Reproduce every entry in the listing without alteration.
┏━━
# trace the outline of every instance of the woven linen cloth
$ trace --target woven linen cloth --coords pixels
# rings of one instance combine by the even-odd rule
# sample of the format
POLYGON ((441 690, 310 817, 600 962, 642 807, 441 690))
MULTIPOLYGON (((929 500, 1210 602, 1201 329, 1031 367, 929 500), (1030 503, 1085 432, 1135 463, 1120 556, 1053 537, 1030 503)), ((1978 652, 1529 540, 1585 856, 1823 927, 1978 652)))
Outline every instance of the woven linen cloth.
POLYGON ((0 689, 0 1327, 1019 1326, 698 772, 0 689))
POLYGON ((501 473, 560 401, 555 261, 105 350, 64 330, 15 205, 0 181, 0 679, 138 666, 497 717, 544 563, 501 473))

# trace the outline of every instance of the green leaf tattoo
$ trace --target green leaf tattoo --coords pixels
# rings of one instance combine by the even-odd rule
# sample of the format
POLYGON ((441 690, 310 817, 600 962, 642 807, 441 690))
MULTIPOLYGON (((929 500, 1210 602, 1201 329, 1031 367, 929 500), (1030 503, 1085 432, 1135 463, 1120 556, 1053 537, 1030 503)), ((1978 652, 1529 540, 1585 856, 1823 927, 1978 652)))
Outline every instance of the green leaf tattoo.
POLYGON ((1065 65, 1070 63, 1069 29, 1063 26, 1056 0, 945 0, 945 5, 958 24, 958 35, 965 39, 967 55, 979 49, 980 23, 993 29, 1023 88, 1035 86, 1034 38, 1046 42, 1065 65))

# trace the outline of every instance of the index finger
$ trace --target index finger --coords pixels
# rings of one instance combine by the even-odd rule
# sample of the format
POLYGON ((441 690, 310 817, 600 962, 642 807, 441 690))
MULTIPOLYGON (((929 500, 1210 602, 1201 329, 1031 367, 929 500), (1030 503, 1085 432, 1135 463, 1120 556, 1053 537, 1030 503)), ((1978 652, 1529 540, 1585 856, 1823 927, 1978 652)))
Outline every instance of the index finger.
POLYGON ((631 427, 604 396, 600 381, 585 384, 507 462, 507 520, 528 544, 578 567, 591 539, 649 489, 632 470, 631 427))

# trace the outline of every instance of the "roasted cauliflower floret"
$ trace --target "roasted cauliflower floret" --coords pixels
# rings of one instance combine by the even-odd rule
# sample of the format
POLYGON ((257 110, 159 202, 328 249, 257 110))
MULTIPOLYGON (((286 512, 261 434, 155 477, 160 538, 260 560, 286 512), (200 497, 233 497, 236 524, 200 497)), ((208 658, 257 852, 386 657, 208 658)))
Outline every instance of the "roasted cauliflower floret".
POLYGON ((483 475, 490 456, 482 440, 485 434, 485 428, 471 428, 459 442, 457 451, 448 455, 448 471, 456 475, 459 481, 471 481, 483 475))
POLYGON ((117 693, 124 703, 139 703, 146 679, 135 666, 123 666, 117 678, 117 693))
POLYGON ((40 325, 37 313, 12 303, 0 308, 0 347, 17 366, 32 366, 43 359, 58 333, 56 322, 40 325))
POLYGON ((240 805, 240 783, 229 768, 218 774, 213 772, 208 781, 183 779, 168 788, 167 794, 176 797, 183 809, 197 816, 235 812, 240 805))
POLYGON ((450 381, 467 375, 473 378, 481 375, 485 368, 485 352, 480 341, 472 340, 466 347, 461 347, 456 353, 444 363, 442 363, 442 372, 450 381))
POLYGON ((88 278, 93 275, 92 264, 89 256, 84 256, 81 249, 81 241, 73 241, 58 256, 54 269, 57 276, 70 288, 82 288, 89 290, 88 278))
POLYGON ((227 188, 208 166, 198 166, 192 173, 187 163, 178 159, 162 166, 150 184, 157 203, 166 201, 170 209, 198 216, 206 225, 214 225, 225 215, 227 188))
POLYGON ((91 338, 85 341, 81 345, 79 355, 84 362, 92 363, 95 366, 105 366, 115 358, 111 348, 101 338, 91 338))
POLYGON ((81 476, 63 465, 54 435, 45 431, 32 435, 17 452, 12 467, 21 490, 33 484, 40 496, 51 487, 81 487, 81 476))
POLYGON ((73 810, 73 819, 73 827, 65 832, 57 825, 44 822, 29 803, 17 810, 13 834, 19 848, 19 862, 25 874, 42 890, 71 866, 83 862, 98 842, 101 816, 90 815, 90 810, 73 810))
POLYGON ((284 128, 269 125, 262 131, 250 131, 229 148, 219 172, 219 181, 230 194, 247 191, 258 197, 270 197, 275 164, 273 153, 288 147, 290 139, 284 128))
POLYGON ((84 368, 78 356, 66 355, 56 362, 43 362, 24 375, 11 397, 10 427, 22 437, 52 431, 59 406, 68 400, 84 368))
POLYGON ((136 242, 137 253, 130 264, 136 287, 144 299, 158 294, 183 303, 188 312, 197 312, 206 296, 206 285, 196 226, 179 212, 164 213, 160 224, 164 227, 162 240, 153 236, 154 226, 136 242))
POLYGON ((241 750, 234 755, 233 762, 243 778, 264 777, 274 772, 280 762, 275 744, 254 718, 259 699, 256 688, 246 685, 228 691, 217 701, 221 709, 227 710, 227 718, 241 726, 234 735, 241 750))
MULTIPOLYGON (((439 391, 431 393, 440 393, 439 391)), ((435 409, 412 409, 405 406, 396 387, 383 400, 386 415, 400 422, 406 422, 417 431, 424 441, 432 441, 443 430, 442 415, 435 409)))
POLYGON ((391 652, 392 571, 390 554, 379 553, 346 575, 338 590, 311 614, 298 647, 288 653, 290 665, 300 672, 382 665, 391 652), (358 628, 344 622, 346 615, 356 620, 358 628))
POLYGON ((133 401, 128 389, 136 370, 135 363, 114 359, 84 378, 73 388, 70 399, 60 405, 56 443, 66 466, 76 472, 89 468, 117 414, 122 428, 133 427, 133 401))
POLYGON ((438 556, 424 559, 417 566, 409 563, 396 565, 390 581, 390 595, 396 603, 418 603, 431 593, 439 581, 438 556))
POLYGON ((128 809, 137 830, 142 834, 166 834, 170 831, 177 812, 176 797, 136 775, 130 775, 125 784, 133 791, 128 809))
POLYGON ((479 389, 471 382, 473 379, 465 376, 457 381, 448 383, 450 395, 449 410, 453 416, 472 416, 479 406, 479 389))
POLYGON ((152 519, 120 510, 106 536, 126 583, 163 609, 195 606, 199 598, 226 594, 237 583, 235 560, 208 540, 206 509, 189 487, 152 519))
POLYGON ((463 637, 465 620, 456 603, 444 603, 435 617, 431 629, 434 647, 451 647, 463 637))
┗━━
▶ [Answer area]
# trace the outline of every instance of the woven linen cloth
$ trace --target woven linen cloth --coords pixels
# rings of one instance combine by the even-odd rule
# sample of the format
POLYGON ((441 690, 310 817, 600 962, 642 807, 441 690))
MULTIPOLYGON (((929 500, 1210 602, 1201 329, 1031 367, 929 500), (1030 503, 1085 432, 1135 463, 1120 556, 1053 537, 1030 503)), ((1978 652, 1529 540, 1585 856, 1823 927, 1978 652)))
Outline every instance of the woven linen cloth.
POLYGON ((0 689, 0 1327, 1019 1326, 698 772, 0 689))
POLYGON ((501 473, 560 401, 555 261, 105 350, 64 330, 15 205, 0 181, 0 679, 138 666, 497 717, 544 563, 501 473))

# trace the outline of every instance of the green leaf tattoo
$ trace --target green leaf tattoo --coords pixels
# rings of one instance combine by the even-odd rule
# sample of the format
POLYGON ((441 690, 310 817, 600 962, 642 807, 441 690))
MULTIPOLYGON (((929 500, 1210 602, 1201 329, 1031 367, 929 500), (1030 503, 1085 432, 1135 463, 1120 556, 1053 537, 1030 503)), ((1978 652, 1529 540, 1585 856, 1823 927, 1978 652)))
Outline every instance of the green leaf tattoo.
POLYGON ((1065 65, 1070 63, 1069 29, 1063 26, 1056 0, 945 0, 945 5, 958 24, 958 35, 965 39, 967 55, 979 49, 980 23, 993 29, 1023 88, 1035 86, 1034 38, 1046 42, 1065 65))

# trace the outline of every instance of the index finger
$ trace --target index finger --coords pixels
# rings of one instance combine by the even-odd rule
# sample of the format
POLYGON ((441 690, 310 817, 600 962, 642 807, 441 690))
MULTIPOLYGON (((929 500, 1210 602, 1201 329, 1031 367, 929 500), (1030 503, 1085 432, 1135 463, 1120 556, 1053 537, 1030 503)), ((1978 652, 1529 540, 1585 856, 1823 927, 1978 652)))
Outline every instance of the index finger.
POLYGON ((631 427, 604 396, 600 381, 585 384, 507 462, 507 520, 528 544, 578 567, 591 539, 649 489, 632 470, 631 427))

# trace the outline of every instance of the "roasted cauliflower floret"
$ trace --target "roasted cauliflower floret" --coords pixels
# rings of one instance combine by the even-odd rule
# sample of the format
POLYGON ((257 110, 159 202, 328 249, 257 110))
MULTIPOLYGON (((286 512, 261 434, 155 477, 160 538, 260 560, 286 512), (200 497, 233 497, 236 524, 200 497)), ((208 658, 257 852, 386 657, 208 658)))
Outline every instance of the "roasted cauliflower floret".
POLYGON ((483 475, 490 456, 482 440, 485 434, 485 428, 471 428, 459 442, 457 451, 448 455, 448 471, 456 475, 459 481, 471 481, 483 475))
POLYGON ((117 693, 124 703, 139 703, 146 679, 135 666, 123 666, 117 678, 117 693))
POLYGON ((40 325, 37 313, 12 303, 0 308, 0 347, 17 366, 32 366, 43 359, 58 333, 56 322, 40 325))
POLYGON ((240 805, 240 783, 229 768, 218 774, 213 772, 208 781, 183 779, 168 788, 167 794, 176 797, 183 809, 197 816, 235 812, 240 805))
POLYGON ((450 381, 467 375, 473 378, 481 375, 485 368, 485 352, 480 341, 472 340, 466 347, 461 347, 456 353, 444 363, 442 363, 442 372, 450 381))
POLYGON ((88 278, 93 275, 92 264, 89 256, 84 256, 81 249, 81 241, 73 241, 58 256, 54 269, 57 276, 70 288, 82 288, 89 290, 88 278))
POLYGON ((227 188, 208 166, 198 166, 192 173, 187 163, 178 159, 162 166, 150 184, 157 203, 166 201, 170 209, 198 216, 206 225, 214 225, 225 215, 227 188))
POLYGON ((91 338, 85 341, 81 345, 79 355, 84 362, 92 363, 95 366, 105 366, 115 358, 111 348, 101 338, 91 338))
POLYGON ((81 476, 63 465, 54 435, 45 431, 32 435, 17 452, 12 467, 21 490, 33 484, 40 496, 51 487, 81 487, 81 476))
POLYGON ((73 810, 73 819, 73 827, 65 832, 57 825, 44 822, 29 803, 17 810, 13 834, 19 848, 19 862, 25 874, 42 890, 71 866, 83 862, 98 842, 101 816, 90 815, 90 810, 73 810))
POLYGON ((284 128, 269 125, 262 131, 250 131, 229 148, 219 172, 219 181, 230 194, 247 191, 258 197, 270 197, 275 164, 273 153, 288 147, 290 139, 284 128))
POLYGON ((84 368, 78 356, 66 355, 56 362, 43 362, 24 375, 11 397, 10 427, 22 437, 52 431, 59 406, 68 400, 84 368))
POLYGON ((136 242, 137 253, 130 264, 136 287, 144 299, 158 294, 183 303, 188 312, 197 312, 206 296, 206 285, 196 226, 179 212, 164 213, 160 224, 164 227, 162 240, 153 236, 154 226, 136 242))
POLYGON ((241 750, 234 755, 233 762, 243 778, 264 777, 274 772, 280 762, 275 744, 254 718, 259 699, 256 688, 246 685, 228 691, 217 701, 221 709, 227 710, 227 718, 241 726, 234 735, 241 750))
MULTIPOLYGON (((439 391, 431 393, 440 393, 439 391)), ((435 409, 412 409, 405 406, 396 387, 383 400, 386 415, 400 422, 406 422, 417 431, 424 441, 432 441, 443 430, 442 415, 435 409)))
POLYGON ((391 652, 392 571, 390 554, 379 553, 346 575, 338 590, 311 614, 298 647, 288 653, 290 665, 300 672, 382 665, 391 652), (358 628, 344 622, 346 615, 356 620, 358 628))
POLYGON ((133 401, 128 389, 136 370, 135 363, 114 359, 84 378, 73 388, 70 399, 60 405, 56 443, 66 466, 76 472, 89 468, 117 414, 122 428, 133 427, 133 401))
POLYGON ((438 556, 424 559, 417 566, 409 563, 396 565, 390 581, 390 595, 396 603, 418 603, 431 593, 439 581, 438 556))
POLYGON ((128 809, 137 830, 142 834, 166 834, 170 831, 177 812, 176 797, 136 775, 130 775, 125 784, 133 791, 128 809))
POLYGON ((479 389, 471 382, 473 379, 465 376, 457 381, 448 383, 450 395, 449 410, 453 416, 472 416, 479 406, 479 389))
POLYGON ((152 519, 120 510, 106 536, 126 583, 163 609, 195 606, 199 598, 226 594, 237 583, 235 560, 208 540, 206 509, 189 487, 152 519))
POLYGON ((463 637, 465 620, 456 603, 444 603, 435 617, 431 629, 434 647, 451 647, 463 637))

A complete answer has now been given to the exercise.